**EXTRACT**
========================================

The result of the anti-conventionalists in Illinois was regarded as an anti-slavery victory. The population in the State increased rapidly through immigration. However, the courts sustained masters in their right to hold slaves, and the Legislature showed little interest to repeal the “Black Laws” of 1819. In 1827 and 1829, laws were passed forbidding black people to act as witnesses in the courts against any white person, and prohibited them from suing for their freedom.

 

The Slave Hunters
Even though laws were enacted against kidnapping a slave when his time of servitude was almost up, and sell him in the South, a system was set up by two or three men, where one would establish himself as a seller of slaves in St. Louis or at a border town. The other men would move about the Illinois counties on the lookout for either free or enslaved black people. When they could get away with it, the “slave hunters” seized their victims or enticed them to accompany them under false promises, placed them in wagons, and drove as quickly as possible to the borders of the State. They usually got away, but occasionally were overtaken and compelled to release their captives. Another method of capture was to take the black man to a spot on the Mississippi or Ohio River, where they were smuggled on board ships and forwarded to Memphis or New Orleans, where they were sold into slavery.

 

The Birth of the Underground Railroad
Those citizens in the State who were anti-slavery were happy to see a poor slave escape safely from bondage, and were quite willing to assist him when necessary. Out of this struggle between the slave hunters and the anti-slavery citizens grew the Underground Railroad, which aided those trying to escape to the North in safety. So bitter was the animosity felt by the pro-Underground Railroadslavery inhabitants of southern Illinois toward the conductors of the railway, that the lives of well-known anti-slavery men were often threatened. Absolute secrecy as to the location of the Underground Railroad “stations” was necessary to facilitate the escape of the slaves, but also for the security of the lives and property of the Underground Railroad promoters. Many of the “conductors” of the Railroad were well-to-do farmers, honest tradesfolk, and prominent citizens in the towns, who were threatened by a penalty of five hundred dollars for the crime of harboring or secreting a slave. The conductors, however, did not hesitate to give shelter and aid to their journey north. Very few slaves, once they were safely on board the “Railroad,” were ever retaken. The starting-points of three of the Underground Railways were Chester, Alton, and Quincy, Illinois. From Alton, the slaves were aided northeastward through Jacksonville until the Illinois River was reached, and then along its banks to the vicinity of LaSalle and Ottawa. Usually, the objective was to reach Canada. Those who reached northern Illinois were smuggled on board ships at Chicago, and forwarded to English soil in Canada.

========================================

**EXERCISE REQUIREMENTS**
• 1. In two sentences, what is the text on slavery in Illinois about?
• 2. Answer these questions from the text on slavery in Illinois:
(a) What did the laws passed in 1827 and 1829 forbid black people to do?
(b) What penalty did conductors face for harboring or secreting a slave?
(c) Which three towns were starting-points of the Underground Railways?
• 3. Can you duplicate part of the text on slavery in Illinois, beginning at the words "The result of" and stopping after "for their freedom."?

**GIVEN DATA**
========================================

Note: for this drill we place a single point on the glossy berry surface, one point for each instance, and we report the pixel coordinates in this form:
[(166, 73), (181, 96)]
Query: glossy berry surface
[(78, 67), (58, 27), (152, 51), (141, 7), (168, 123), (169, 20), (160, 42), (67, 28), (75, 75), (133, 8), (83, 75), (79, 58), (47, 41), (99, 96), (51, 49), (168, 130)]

========================================

**ANSWERS FOR THE EXERCISE**
• 1. Although the outcome in Illinois was seen as an anti-slavery victory, the courts and laws still restricted black people, and slave hunters seized free and enslaved black people and took them south to be sold. From the struggle between these slave hunters and anti-slavery citizens grew the Underground Railroad, whose secret stations and conductors helped escaping slaves travel north from Chester, Alton, and Quincy, usually aiming for Canada.

• 2.
(a) They forbade black people to act as witnesses in court against any white person and to sue for their freedom.
(b) A penalty of five hundred dollars.
(c) Chester, Alton, and Quincy, Illinois.

• 3.
The result of the anti-conventionalists in Illinois was regarded as an anti-slavery victory. The population in the State increased rapidly through immigration. However, the courts sustained masters in their right to hold slaves, and the Legislature showed little interest to repeal the “Black Laws” of 1819. In 1827 and 1829, laws were passed forbidding black people to act as witnesses in the courts against any white person, and prohibited them from suing for their freedom.